**SELECTED EXTRACT:**
#research

Research Vision: Embodied AI

JAN 01, 2026

Motivation

For robots to be effective partners in human environments, they must autonomously perform challenging manipulation tasks such as retrieving, sorting, assembling, and handing over objects. Recently, vision-language-action (VLA) models have demonstrated strong manipulation performance in structured settings but still struggle to adapt to dynamic human motion and generalize across diverse tasks. Current approaches to improving generalization rely on repeatedly patching policy failures through new human demonstrations — a costly and unsustainable strategy. Moreover, existing methods often overlook the impact of strict safety constraints on the training efficiency of autonomous policies.

**RAW RECORDS:**
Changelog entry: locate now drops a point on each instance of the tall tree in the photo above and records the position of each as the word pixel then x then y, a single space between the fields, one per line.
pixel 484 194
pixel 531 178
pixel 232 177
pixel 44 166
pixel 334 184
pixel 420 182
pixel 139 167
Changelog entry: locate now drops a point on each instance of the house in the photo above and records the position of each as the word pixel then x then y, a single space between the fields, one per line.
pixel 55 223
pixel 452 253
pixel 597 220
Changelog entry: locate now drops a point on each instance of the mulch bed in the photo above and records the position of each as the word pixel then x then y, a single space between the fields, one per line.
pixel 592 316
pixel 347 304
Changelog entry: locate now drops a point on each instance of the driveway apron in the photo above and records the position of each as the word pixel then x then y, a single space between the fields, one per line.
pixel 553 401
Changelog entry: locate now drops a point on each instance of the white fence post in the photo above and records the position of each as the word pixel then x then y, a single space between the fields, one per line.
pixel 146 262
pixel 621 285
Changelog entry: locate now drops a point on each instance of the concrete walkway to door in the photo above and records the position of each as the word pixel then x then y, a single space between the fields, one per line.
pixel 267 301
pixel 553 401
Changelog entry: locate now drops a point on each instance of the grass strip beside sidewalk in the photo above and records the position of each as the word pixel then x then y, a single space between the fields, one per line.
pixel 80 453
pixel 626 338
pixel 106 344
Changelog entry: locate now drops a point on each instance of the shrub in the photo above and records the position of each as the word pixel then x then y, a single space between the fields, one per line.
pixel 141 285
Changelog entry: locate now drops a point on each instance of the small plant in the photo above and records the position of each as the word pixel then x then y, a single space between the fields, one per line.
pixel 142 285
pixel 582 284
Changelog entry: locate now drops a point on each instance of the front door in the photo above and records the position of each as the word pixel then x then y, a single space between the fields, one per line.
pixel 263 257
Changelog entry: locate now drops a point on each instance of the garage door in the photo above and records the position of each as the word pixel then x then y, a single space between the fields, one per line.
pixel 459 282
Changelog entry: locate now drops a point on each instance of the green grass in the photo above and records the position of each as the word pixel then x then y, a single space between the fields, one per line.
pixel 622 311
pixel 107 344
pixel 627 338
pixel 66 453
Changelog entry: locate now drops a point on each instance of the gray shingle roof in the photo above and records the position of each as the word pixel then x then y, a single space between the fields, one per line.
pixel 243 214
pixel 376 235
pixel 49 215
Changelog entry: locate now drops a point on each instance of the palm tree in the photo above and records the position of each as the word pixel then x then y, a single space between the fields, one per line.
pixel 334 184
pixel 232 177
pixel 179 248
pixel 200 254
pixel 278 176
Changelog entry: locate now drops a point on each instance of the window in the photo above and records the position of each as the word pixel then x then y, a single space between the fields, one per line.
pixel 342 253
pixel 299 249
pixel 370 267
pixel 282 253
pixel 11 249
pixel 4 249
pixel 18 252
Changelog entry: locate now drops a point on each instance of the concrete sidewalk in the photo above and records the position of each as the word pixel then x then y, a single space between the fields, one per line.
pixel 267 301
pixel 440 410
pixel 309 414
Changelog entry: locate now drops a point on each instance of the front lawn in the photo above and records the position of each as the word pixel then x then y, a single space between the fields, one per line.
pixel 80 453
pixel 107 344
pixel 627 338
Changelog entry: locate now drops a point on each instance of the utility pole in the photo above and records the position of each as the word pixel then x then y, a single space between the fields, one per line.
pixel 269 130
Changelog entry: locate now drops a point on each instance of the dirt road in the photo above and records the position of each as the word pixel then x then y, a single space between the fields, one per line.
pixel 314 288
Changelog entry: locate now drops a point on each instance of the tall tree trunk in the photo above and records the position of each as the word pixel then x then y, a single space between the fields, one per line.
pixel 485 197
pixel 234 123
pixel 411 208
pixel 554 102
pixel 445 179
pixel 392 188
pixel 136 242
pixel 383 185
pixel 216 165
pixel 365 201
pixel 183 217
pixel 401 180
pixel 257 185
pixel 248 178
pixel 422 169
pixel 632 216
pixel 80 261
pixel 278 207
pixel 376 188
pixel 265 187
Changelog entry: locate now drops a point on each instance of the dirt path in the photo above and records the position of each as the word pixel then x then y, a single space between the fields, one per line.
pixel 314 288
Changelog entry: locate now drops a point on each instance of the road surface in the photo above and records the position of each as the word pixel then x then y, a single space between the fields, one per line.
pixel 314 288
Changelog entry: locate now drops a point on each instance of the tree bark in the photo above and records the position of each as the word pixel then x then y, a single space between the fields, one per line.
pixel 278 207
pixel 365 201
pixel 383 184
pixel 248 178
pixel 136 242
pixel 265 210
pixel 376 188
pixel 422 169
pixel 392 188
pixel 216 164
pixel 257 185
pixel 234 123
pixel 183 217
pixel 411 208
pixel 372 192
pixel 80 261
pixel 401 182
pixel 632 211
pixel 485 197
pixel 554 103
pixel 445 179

**AIM:**
According to the embodied AI research vision, what do current approaches to improving generalization rely on? You won't need the listing for this.

**ANSWER TO THE PROBLEM:**
They rely on repeatedly patching policy failures through new human demonstrations.